_PROBLEM_
From the data below, repeat everything exactly except the images.

** Opening RECORDS FOR THE EXERCISE block **

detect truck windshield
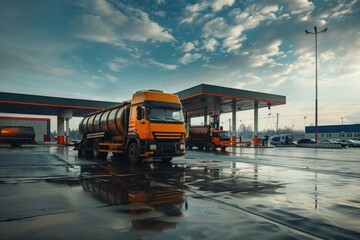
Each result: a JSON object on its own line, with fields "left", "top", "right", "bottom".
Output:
{"left": 147, "top": 107, "right": 184, "bottom": 123}
{"left": 219, "top": 131, "right": 230, "bottom": 140}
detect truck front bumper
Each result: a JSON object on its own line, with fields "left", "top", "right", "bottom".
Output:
{"left": 142, "top": 141, "right": 186, "bottom": 157}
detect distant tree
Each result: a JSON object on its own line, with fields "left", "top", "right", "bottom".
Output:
{"left": 70, "top": 129, "right": 81, "bottom": 140}
{"left": 51, "top": 131, "right": 57, "bottom": 141}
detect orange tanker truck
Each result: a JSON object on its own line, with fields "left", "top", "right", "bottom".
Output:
{"left": 77, "top": 90, "right": 186, "bottom": 163}
{"left": 186, "top": 125, "right": 231, "bottom": 151}
{"left": 0, "top": 126, "right": 36, "bottom": 147}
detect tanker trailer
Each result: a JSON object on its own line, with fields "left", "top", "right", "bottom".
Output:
{"left": 77, "top": 90, "right": 186, "bottom": 163}
{"left": 186, "top": 125, "right": 231, "bottom": 151}
{"left": 0, "top": 126, "right": 36, "bottom": 147}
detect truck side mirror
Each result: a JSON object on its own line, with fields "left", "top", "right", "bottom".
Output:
{"left": 136, "top": 106, "right": 143, "bottom": 120}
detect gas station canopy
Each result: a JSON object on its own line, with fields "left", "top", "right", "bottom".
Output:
{"left": 176, "top": 84, "right": 286, "bottom": 118}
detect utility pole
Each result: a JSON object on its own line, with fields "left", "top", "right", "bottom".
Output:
{"left": 276, "top": 113, "right": 279, "bottom": 134}
{"left": 341, "top": 117, "right": 344, "bottom": 125}
{"left": 305, "top": 26, "right": 328, "bottom": 144}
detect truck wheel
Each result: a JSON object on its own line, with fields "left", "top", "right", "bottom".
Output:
{"left": 205, "top": 143, "right": 211, "bottom": 151}
{"left": 221, "top": 147, "right": 226, "bottom": 151}
{"left": 10, "top": 140, "right": 22, "bottom": 147}
{"left": 161, "top": 157, "right": 173, "bottom": 162}
{"left": 79, "top": 140, "right": 88, "bottom": 157}
{"left": 211, "top": 143, "right": 216, "bottom": 151}
{"left": 187, "top": 143, "right": 193, "bottom": 150}
{"left": 92, "top": 140, "right": 100, "bottom": 159}
{"left": 92, "top": 140, "right": 108, "bottom": 160}
{"left": 127, "top": 142, "right": 140, "bottom": 164}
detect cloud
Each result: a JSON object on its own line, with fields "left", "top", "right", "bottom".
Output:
{"left": 74, "top": 0, "right": 174, "bottom": 44}
{"left": 202, "top": 17, "right": 245, "bottom": 52}
{"left": 183, "top": 42, "right": 196, "bottom": 52}
{"left": 228, "top": 71, "right": 262, "bottom": 87}
{"left": 288, "top": 0, "right": 314, "bottom": 14}
{"left": 156, "top": 0, "right": 166, "bottom": 5}
{"left": 105, "top": 73, "right": 118, "bottom": 83}
{"left": 0, "top": 44, "right": 76, "bottom": 77}
{"left": 232, "top": 5, "right": 279, "bottom": 28}
{"left": 107, "top": 57, "right": 129, "bottom": 72}
{"left": 149, "top": 59, "right": 178, "bottom": 70}
{"left": 204, "top": 38, "right": 219, "bottom": 52}
{"left": 318, "top": 0, "right": 358, "bottom": 20}
{"left": 180, "top": 0, "right": 235, "bottom": 24}
{"left": 202, "top": 63, "right": 227, "bottom": 70}
{"left": 84, "top": 81, "right": 99, "bottom": 88}
{"left": 249, "top": 40, "right": 284, "bottom": 67}
{"left": 154, "top": 10, "right": 167, "bottom": 17}
{"left": 179, "top": 53, "right": 202, "bottom": 65}
{"left": 211, "top": 0, "right": 236, "bottom": 12}
{"left": 202, "top": 3, "right": 280, "bottom": 53}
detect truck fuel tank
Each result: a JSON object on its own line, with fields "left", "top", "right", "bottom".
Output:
{"left": 79, "top": 102, "right": 130, "bottom": 136}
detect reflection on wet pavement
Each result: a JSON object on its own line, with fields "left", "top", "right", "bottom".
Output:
{"left": 0, "top": 144, "right": 359, "bottom": 239}
{"left": 79, "top": 162, "right": 187, "bottom": 231}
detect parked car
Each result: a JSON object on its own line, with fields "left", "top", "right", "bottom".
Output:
{"left": 330, "top": 139, "right": 349, "bottom": 148}
{"left": 297, "top": 138, "right": 316, "bottom": 144}
{"left": 319, "top": 139, "right": 347, "bottom": 148}
{"left": 319, "top": 139, "right": 337, "bottom": 144}
{"left": 338, "top": 139, "right": 360, "bottom": 148}
{"left": 270, "top": 134, "right": 294, "bottom": 145}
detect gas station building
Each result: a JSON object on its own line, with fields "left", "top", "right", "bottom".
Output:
{"left": 0, "top": 84, "right": 286, "bottom": 145}
{"left": 177, "top": 84, "right": 286, "bottom": 144}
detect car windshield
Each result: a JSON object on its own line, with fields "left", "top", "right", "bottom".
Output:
{"left": 147, "top": 107, "right": 184, "bottom": 123}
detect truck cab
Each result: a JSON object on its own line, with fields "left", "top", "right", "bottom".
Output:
{"left": 186, "top": 125, "right": 231, "bottom": 151}
{"left": 128, "top": 90, "right": 186, "bottom": 161}
{"left": 211, "top": 130, "right": 231, "bottom": 151}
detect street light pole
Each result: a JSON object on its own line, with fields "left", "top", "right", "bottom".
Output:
{"left": 305, "top": 26, "right": 328, "bottom": 143}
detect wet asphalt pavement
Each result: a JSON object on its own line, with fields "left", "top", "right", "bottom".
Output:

** Closing RECORDS FOR THE EXERCISE block **

_RESPONSE TO THIS TASK_
detect truck windshield
Each result: a JSON object on its own line, with fields "left", "top", "right", "bottom".
Output:
{"left": 147, "top": 107, "right": 184, "bottom": 123}
{"left": 219, "top": 131, "right": 230, "bottom": 140}
detect truck front bumper
Each result: a JSON object on its own line, with fields "left", "top", "right", "bottom".
Output:
{"left": 142, "top": 141, "right": 186, "bottom": 157}
detect distant tree
Each result: a JSON object on its own line, with fields "left", "top", "right", "bottom".
Output:
{"left": 70, "top": 129, "right": 81, "bottom": 140}
{"left": 51, "top": 131, "right": 57, "bottom": 141}
detect orange tanker truck
Each result: a JSON object on its own line, with fields "left", "top", "right", "bottom".
Output:
{"left": 77, "top": 90, "right": 186, "bottom": 163}
{"left": 186, "top": 125, "right": 231, "bottom": 151}
{"left": 0, "top": 126, "right": 36, "bottom": 147}
detect tanker trailer
Each result: a JSON object on its own line, with fields "left", "top", "right", "bottom".
Output:
{"left": 77, "top": 90, "right": 186, "bottom": 163}
{"left": 186, "top": 125, "right": 231, "bottom": 151}
{"left": 0, "top": 126, "right": 36, "bottom": 147}
detect truck side mirror
Each result: a JSON object on its own line, with fields "left", "top", "right", "bottom".
Output:
{"left": 136, "top": 106, "right": 143, "bottom": 120}
detect gas station canopy
Each result: a JSON object on its own line, with fields "left", "top", "right", "bottom".
Output:
{"left": 176, "top": 84, "right": 286, "bottom": 118}
detect utility pole
Each result: a JSON object on its own line, with fields "left", "top", "right", "bottom".
Output:
{"left": 276, "top": 113, "right": 279, "bottom": 134}
{"left": 341, "top": 117, "right": 344, "bottom": 125}
{"left": 305, "top": 26, "right": 328, "bottom": 144}
detect truck wheel
Each result: a JSON object on its own line, with fields "left", "top", "right", "bottom".
Output:
{"left": 205, "top": 143, "right": 211, "bottom": 151}
{"left": 221, "top": 147, "right": 226, "bottom": 151}
{"left": 10, "top": 140, "right": 22, "bottom": 147}
{"left": 161, "top": 157, "right": 173, "bottom": 162}
{"left": 79, "top": 140, "right": 88, "bottom": 157}
{"left": 211, "top": 143, "right": 216, "bottom": 151}
{"left": 187, "top": 143, "right": 193, "bottom": 150}
{"left": 92, "top": 140, "right": 100, "bottom": 159}
{"left": 92, "top": 140, "right": 108, "bottom": 160}
{"left": 127, "top": 142, "right": 140, "bottom": 164}
detect cloud
Each result: a JSON object on its own line, with fields "left", "top", "right", "bottom".
Output:
{"left": 74, "top": 0, "right": 174, "bottom": 44}
{"left": 202, "top": 17, "right": 245, "bottom": 52}
{"left": 183, "top": 42, "right": 196, "bottom": 52}
{"left": 228, "top": 71, "right": 262, "bottom": 87}
{"left": 288, "top": 0, "right": 314, "bottom": 14}
{"left": 156, "top": 0, "right": 166, "bottom": 5}
{"left": 105, "top": 73, "right": 118, "bottom": 83}
{"left": 0, "top": 44, "right": 76, "bottom": 77}
{"left": 232, "top": 5, "right": 279, "bottom": 28}
{"left": 107, "top": 57, "right": 129, "bottom": 72}
{"left": 149, "top": 59, "right": 178, "bottom": 70}
{"left": 204, "top": 38, "right": 219, "bottom": 52}
{"left": 318, "top": 0, "right": 358, "bottom": 20}
{"left": 180, "top": 0, "right": 235, "bottom": 24}
{"left": 202, "top": 63, "right": 227, "bottom": 70}
{"left": 84, "top": 81, "right": 99, "bottom": 88}
{"left": 249, "top": 40, "right": 284, "bottom": 67}
{"left": 154, "top": 10, "right": 167, "bottom": 17}
{"left": 179, "top": 53, "right": 202, "bottom": 65}
{"left": 211, "top": 0, "right": 236, "bottom": 12}
{"left": 202, "top": 3, "right": 280, "bottom": 53}
detect truck fuel tank
Each result: a JSON object on its own line, with fields "left", "top", "right", "bottom".
Output:
{"left": 79, "top": 102, "right": 130, "bottom": 136}
detect reflection on wet pavement
Each result: a JSON object on its own line, with fields "left", "top", "right", "bottom".
Output:
{"left": 0, "top": 144, "right": 359, "bottom": 239}
{"left": 79, "top": 162, "right": 187, "bottom": 231}
detect parked car
Each result: a JSON object on its own line, with fields "left", "top", "right", "bottom".
Output:
{"left": 330, "top": 139, "right": 349, "bottom": 148}
{"left": 297, "top": 138, "right": 316, "bottom": 144}
{"left": 319, "top": 139, "right": 347, "bottom": 148}
{"left": 319, "top": 139, "right": 337, "bottom": 144}
{"left": 338, "top": 139, "right": 360, "bottom": 148}
{"left": 270, "top": 134, "right": 294, "bottom": 145}
detect gas station building
Each result: a JSON object on its own line, with fields "left", "top", "right", "bottom".
Output:
{"left": 0, "top": 84, "right": 286, "bottom": 145}
{"left": 177, "top": 84, "right": 286, "bottom": 144}
detect car windshield
Each result: a JSON object on its own line, with fields "left", "top", "right", "bottom".
Output:
{"left": 147, "top": 107, "right": 184, "bottom": 123}
detect truck cab
Each result: a JSON object on its own line, with fields "left", "top", "right", "bottom".
Output:
{"left": 186, "top": 125, "right": 231, "bottom": 151}
{"left": 128, "top": 90, "right": 186, "bottom": 161}
{"left": 211, "top": 130, "right": 231, "bottom": 151}
detect street light pole
Each result: a JSON object on its own line, with fields "left", "top", "right", "bottom".
Output:
{"left": 305, "top": 26, "right": 328, "bottom": 143}
detect wet asphalt pavement
Each result: a JSON object on its own line, with fields "left", "top", "right", "bottom".
Output:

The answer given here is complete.